[Stored items from a collection]
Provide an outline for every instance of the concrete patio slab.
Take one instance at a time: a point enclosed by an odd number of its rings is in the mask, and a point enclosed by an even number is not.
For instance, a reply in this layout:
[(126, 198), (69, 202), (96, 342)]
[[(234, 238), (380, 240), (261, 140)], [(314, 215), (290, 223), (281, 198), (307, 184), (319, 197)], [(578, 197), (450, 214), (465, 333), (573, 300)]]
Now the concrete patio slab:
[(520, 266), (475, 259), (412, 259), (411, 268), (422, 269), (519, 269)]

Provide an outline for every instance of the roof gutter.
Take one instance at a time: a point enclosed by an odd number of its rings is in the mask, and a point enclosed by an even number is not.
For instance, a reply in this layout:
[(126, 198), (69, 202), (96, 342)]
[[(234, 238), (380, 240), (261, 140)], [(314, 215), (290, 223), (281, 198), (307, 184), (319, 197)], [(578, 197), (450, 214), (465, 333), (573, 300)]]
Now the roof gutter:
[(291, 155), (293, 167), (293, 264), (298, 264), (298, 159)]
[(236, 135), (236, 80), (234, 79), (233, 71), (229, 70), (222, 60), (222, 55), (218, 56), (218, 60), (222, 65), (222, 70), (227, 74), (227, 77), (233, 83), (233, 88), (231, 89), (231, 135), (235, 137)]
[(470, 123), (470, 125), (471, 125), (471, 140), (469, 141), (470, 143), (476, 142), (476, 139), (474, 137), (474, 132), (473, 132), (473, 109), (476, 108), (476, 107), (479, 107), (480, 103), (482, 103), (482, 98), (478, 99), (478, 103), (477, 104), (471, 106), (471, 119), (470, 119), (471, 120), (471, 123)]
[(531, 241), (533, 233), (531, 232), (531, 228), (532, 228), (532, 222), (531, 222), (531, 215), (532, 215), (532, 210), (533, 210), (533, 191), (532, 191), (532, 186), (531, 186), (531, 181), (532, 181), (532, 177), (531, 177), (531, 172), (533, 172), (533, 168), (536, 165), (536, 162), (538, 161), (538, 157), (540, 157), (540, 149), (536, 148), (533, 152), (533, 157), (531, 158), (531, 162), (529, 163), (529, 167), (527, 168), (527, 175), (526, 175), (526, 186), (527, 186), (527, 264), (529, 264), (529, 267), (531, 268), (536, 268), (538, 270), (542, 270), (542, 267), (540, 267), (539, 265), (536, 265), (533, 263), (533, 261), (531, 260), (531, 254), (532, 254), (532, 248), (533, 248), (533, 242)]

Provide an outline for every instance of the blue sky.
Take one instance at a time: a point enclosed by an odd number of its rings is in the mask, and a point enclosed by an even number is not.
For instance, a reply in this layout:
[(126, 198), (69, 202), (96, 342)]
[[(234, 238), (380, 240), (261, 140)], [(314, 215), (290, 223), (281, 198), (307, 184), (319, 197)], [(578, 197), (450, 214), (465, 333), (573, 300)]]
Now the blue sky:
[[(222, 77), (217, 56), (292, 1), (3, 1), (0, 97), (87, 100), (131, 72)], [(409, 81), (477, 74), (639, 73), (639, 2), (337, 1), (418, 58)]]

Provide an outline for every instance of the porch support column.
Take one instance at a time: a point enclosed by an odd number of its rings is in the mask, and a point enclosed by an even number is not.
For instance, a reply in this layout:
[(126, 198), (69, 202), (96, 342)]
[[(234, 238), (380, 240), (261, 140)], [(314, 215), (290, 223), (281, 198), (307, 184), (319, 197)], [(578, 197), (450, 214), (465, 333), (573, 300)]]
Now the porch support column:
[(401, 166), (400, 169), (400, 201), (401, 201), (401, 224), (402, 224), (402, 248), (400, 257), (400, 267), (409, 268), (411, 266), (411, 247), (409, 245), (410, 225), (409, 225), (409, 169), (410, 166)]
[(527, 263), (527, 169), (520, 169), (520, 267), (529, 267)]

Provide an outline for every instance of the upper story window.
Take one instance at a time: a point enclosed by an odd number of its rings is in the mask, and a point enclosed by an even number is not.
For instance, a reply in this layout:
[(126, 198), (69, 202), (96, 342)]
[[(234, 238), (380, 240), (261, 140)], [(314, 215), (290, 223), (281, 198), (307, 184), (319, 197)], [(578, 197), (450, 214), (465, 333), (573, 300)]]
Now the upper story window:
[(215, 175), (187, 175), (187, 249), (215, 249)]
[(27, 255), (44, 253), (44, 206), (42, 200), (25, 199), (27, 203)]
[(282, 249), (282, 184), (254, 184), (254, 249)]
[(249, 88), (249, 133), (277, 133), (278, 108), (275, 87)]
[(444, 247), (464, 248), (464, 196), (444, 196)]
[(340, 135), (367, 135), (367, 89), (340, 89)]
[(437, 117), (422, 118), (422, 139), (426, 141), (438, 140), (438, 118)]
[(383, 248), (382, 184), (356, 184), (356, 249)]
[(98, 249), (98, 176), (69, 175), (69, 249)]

**Task goal:**
The string "every" marks the lines to copy; report each of them from the data above.

**Task answer:**
Provide an outline for every instance of the concrete patio slab.
Provide an outline for every instance of the roof gutter.
Provide an outline for every instance of the blue sky.
Provide an outline for every instance of the porch support column.
Provide an outline for every instance of the upper story window.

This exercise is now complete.